▸ **Work to complete**
A: From the Bluetooth headset post, reproduce the stretch from "I am in the" through "maybe the one." word for word.
B: Answer these questions using the Bluetooth headset post.
(i) Which headset model did the writer recently get?
(ii) With what program was the headset tested after pairing it with the PC?
(iii) Roughly how long does the writer say re-pairing takes each time?
C: Write the next part of the Bluetooth headset post, picking up after its final sentence.

▸ **Document passage**
- - -
I am in the middle of an ongoing experiment, where in I am trying to get a Bluetooth headset to work simultaneously with my windows mobile phone and also my PC. I recently got my hands on a Nokia BH-209 headset, I tested the audio quality on the and its amazing! I tested it with skype by pairing it with my PC and the voice clarity is brilliant. I have always been searching for a good reason to ditch my table Mic and this headset maybe the one.

Right now, I am still unable to make it work with both the PC and the phone at the same time, so I need to pair it to the device every time I need to use it. Although pairing is not a tedious process, it still needs some manual labour, like deleting existing devices, adding and re-pairing. Almost a 5 minute task every time I want to use it. I want to avoid this hassle. Yes I am lazy.
- - -
▸ **Material**
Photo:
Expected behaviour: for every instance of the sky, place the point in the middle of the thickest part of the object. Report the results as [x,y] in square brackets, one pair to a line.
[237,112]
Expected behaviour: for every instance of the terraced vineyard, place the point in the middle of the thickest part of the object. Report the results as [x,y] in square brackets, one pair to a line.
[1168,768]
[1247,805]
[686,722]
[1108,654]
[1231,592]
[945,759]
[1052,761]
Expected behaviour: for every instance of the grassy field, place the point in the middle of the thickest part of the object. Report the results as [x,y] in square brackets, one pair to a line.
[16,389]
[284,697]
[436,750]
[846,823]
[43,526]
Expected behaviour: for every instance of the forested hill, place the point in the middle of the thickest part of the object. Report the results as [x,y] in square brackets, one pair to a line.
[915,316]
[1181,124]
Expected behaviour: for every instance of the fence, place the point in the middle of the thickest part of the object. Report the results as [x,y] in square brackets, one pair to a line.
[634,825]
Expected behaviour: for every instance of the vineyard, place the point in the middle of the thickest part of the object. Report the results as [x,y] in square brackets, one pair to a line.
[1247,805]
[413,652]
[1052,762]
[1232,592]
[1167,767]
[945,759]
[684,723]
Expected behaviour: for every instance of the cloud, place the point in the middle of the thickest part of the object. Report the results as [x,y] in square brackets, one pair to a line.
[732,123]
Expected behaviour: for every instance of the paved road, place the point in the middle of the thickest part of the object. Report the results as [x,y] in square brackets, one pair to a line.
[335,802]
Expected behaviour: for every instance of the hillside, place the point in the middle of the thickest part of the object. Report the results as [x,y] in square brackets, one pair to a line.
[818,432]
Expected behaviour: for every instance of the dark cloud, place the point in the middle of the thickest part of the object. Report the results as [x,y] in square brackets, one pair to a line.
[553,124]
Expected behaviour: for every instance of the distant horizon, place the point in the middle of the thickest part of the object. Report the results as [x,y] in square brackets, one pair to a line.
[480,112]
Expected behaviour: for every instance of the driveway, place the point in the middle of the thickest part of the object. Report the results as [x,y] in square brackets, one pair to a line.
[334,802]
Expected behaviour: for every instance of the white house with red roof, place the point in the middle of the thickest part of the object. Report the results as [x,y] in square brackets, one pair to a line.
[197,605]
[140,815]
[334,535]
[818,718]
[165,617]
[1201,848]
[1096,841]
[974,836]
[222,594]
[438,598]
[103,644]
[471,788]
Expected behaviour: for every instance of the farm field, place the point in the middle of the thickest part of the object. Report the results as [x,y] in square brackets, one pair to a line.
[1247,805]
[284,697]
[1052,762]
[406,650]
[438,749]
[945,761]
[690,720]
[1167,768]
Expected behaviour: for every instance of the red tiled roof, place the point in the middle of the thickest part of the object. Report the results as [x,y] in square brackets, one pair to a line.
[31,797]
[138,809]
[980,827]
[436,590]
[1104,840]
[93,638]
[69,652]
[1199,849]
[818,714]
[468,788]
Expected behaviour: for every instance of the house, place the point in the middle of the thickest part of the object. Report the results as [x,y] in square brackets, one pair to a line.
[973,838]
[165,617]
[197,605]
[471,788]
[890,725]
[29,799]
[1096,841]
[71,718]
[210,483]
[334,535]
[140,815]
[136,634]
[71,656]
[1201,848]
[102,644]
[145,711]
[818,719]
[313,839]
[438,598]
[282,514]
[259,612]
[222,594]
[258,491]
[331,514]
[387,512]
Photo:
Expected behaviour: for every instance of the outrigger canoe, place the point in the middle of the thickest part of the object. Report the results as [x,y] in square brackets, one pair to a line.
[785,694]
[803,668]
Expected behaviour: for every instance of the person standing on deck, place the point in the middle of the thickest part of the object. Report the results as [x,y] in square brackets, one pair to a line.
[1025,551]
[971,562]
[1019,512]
- - -
▸ **Answer set**
A:
I am in the middle of an ongoing experiment, where in I am trying to get a Bluetooth headset to work simultaneously with my windows mobile phone and also my PC. I recently got my hands on a Nokia BH-209 headset, I tested the audio quality on the and its amazing! I tested it with skype by pairing it with my PC and the voice clarity is brilliant. I have always been searching for a good reason to ditch my table Mic and this headset maybe the one.

B:
(i) A Nokia BH-209.
(ii) Skype.
(iii) Almost 5 minutes.

C:
The basic idea behind my experiment is simple, fake the connection. Make the headset think that is communicating its my phone, a spoof attack sort of a thing. My knowledge in bluetooth is limited so my initial plan of action was to follow these steps, spoof the mac of the bluetooth dongle on my pc so that it is the same as that of my phone, then change the device class of my PC from Computer -> Desktop to Computer -> Palm (My phone is the imate version of the htc wizard with windows mobile 2005) and finally find the secret authentication key between the phone and the headset. Once I get that I can emulate the phone on the pc and try to connect to it. Unfortunately there are any tools available in windows to do some serious work. The tools that we generally use to change the MACs of network cards like SMAC or A-MAC will not work with bluetooth adapters, so I had to come to Linux.

The first step was to change the Bluetooth hardware address of my bluetooth dongle. After hours of digging around, I finally found a way to do this. Here it is. I did this in Ubuntu 8.10 Intrepid Ibex, it had all the bluetooth modules already installed, else, install hci and hci related packages on your distro.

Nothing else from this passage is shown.